## [Фрагмент текста]
-------------------------

Голоса безмолвия - Андре Мальро
Трагедия в этом случае вводит нас в заблуждение. Проклятие рода Атридов – это прежде всего конец восточного фатализма. Боги занимаются делами людей, но и люди занимаются делами богов. Трагические фигуры богов подземного мира не появляются из вечности вавилонских песков – они освобождаются от них вместе с людьми и подобно людям. Из понятия человеческой судьбы уходит судьба и остается человек.
Еще и сегодня для мусульманина из Центральной Азии история Эдипа – не более чем трепыхание теней. Эдип для него – не показательное исключение, ибо каждый человек – Эдип. Афиняне, хорошо знакомые с сюжетами трагедий, восхищались в них не поражением человека, а напротив, его финальной победой и умением поэта подчинить себе судьбу.
В каждом артишоке есть лист аканта, а акант – это то, что сделал бы человек из артишока, если бы Бог спросил у него совета. Так и Греция мало-помалу приводила формы жизни к человеческому измерению и возвращала ему формы иных искусств: пейзаж Апеллеса – это все-таки дело рук человека, а не космоса. Самый космос очеловечивает свои стихии и забывает о светилах; по сравнению с рабски окаменелыми азиатскими образами неожиданная динамика греческих статуй предстает как символ свободы. Греческое ню лишено изъянов и памяти о прошлом, как и сам греческий мир, сбросивший с себя рабскую покорность; именно такой мир создал бы бог, если бы не переставал быть человеком.
Таким образом язык греческих форм, несмотря на все последующие искажения и упрощения, находит отголосок своей полноты, когда к нему обращаются – втихомолку или открыто – как к средству противостоять последним всплескам великой восточной стилизации: в готике Амьена и Реймса – против агонизирующего романского стиля; у Джотто – против готики и особенно против Византии; в XVI веке – против средневекового искусства. Он всегда подчеркивает не то, что мы назвали бы природой, а человеческие формы (болонцы справедливо замечали, что персонажи Джотто напоминают статуи). Формы, выбранные человеком, сведенным к человеку; формы, благодаря которым человек возвышает свои ценности до собственного представления о вселенной.
Мы со времен катакомбного искусства знаем, во что превращается вселенная, если отсутствует согласие между ней и человеком, чтобы судить о важности этого согласия. Мы слышим его резонанс, останавливаясь перед «Головой эфеба» и «Корой Эутидикоса» в музее Акрополя – перед первыми лицами, которые являются просто человеческими лицами. У этих, еще фронтальных, скульптур неясного происхождения появилось то, чего не знали ни Египет, ни Месопотамия, ни Иран, ни какое бы то ни было искусство, то, что исчезает с суровых лиц статуй Акрополя, – улыбка.

-------------------------

## [Извлечённые данные]
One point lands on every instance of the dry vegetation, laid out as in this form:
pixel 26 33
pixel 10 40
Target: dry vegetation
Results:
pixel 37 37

-------------------------

## [Задание]
Верните дословно часть текста о греческом искусстве от «Таким образом язык» до «представления о вселенной.».

## [Результат упражнения]
Таким образом язык греческих форм, несмотря на все последующие искажения и упрощения, находит отголосок своей полноты, когда к нему обращаются – втихомолку или открыто – как к средству противостоять последним всплескам великой восточной стилизации: в готике Амьена и Реймса – против агонизирующего романского стиля; у Джотто – против готики и особенно против Византии; в XVI веке – против средневекового искусства. Он всегда подчеркивает не то, что мы назвали бы природой, а человеческие формы (болонцы справедливо замечали, что персонажи Джотто напоминают статуи). Формы, выбранные человеком, сведенным к человеку; формы, благодаря которым человек возвышает свои ценности до собственного представления о вселенной.